Task directions
Here the job is to restate every entry word for word.

(Supplied entries)

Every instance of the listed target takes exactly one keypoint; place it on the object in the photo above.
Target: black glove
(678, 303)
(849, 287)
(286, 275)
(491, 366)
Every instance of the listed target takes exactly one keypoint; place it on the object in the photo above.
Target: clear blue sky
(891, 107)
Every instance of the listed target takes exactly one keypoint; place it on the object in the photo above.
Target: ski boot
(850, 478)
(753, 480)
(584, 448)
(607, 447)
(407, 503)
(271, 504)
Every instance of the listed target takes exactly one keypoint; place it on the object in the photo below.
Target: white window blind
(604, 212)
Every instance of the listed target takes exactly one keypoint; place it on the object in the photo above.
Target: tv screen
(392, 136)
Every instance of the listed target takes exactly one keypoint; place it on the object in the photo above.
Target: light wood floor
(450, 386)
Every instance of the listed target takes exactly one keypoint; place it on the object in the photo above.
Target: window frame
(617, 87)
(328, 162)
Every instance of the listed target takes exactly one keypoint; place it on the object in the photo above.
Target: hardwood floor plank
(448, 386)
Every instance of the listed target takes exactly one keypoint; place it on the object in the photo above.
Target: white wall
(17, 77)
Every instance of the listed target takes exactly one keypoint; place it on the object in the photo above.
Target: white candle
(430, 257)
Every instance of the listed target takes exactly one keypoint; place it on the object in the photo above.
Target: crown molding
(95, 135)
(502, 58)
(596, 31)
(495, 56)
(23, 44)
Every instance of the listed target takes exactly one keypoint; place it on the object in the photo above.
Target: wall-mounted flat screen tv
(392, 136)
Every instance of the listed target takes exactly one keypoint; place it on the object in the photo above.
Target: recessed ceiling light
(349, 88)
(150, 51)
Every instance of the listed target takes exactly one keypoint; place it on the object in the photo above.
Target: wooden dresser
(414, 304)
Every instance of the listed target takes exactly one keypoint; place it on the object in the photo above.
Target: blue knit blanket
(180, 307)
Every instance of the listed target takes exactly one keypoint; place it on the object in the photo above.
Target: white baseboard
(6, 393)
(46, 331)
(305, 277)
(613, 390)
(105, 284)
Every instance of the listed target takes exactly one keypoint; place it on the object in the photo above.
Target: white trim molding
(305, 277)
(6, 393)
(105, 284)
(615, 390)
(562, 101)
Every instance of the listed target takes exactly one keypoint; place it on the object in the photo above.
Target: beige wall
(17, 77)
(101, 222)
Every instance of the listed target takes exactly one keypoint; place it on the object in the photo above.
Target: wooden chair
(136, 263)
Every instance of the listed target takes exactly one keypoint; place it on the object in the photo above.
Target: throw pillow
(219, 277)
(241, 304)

(End Supplied entries)

Exercise response
Every instance of the listed target takes exactly one keypoint; place it on the object in the photo above.
Target: black glove
(678, 303)
(849, 287)
(286, 275)
(491, 366)
Every instance of the listed target takes exactly one keypoint; place it on the object in the photo above.
Target: clear blue sky
(891, 107)
Every instance of the listed target takes exactly one keypoint; place it on the object in the photo above.
Target: ski boot
(850, 478)
(753, 480)
(584, 448)
(607, 447)
(407, 503)
(271, 504)
Every instance of the listed target takes exactly one keypoint; place it on the object in the photo below.
Target: white window blind
(604, 212)
Every instance of the listed target takes exactly one keypoint; place it on the object in the photo above.
Target: tv screen
(392, 136)
Every instance of the listed target takes exactly one keypoint; place it on the object in the photo above.
Target: light wood floor
(450, 386)
Every instance of the listed target takes exactly one keypoint; place it on the object in the photo above.
Target: window frame
(617, 87)
(328, 162)
Every instance of the listed target takes exactly one keypoint; place it on the object in the photo above.
Target: hardwood floor plank
(448, 386)
Every instance of the listed target takes exactly one keypoint; place it on the object in the photo above.
Target: white wall
(17, 77)
Every instance of the listed target takes exactly one keypoint; place it on the object in the photo above.
Target: white candle
(430, 257)
Every instance of the listed target takes exactly one keypoint; place it on the object in the photo above.
Target: crown molding
(95, 135)
(502, 58)
(596, 31)
(495, 56)
(23, 44)
Every instance of the listed target takes exactly one keypoint; place it on the object in the photo above.
Target: wall-mounted flat screen tv
(392, 136)
Every instance of the listed target takes exactly one keypoint; place it on the object in the photo above.
Target: recessed ceiling light
(349, 88)
(150, 51)
Every instance of the listed target takes exactly one keypoint; place it on the object in the photo above.
Target: wooden dresser
(414, 304)
Every instance of the listed target takes exactly one keypoint; place it on the object in the photo above.
Target: blue knit blanket
(180, 307)
Every instance of the listed target takes exactly one keypoint; place it on the object in the photo above.
Target: white baseboard
(6, 393)
(46, 331)
(305, 277)
(613, 390)
(105, 284)
Every instance of the listed target takes exactly one keypoint; place it on the object in the photo above.
Target: white trim molding
(305, 277)
(6, 393)
(105, 284)
(615, 390)
(562, 101)
Every instance of the listed target takes exactly one keypoint; place it on the object in the photo above.
Target: beige wall
(17, 77)
(101, 222)
Every instance of the listed target takes exactly one keypoint; place it on the object in the photo above.
Target: wooden chair
(136, 263)
Every instance of the listed target takes exactly one keypoint; place it on the object in the photo above.
Target: throw pillow
(219, 277)
(241, 304)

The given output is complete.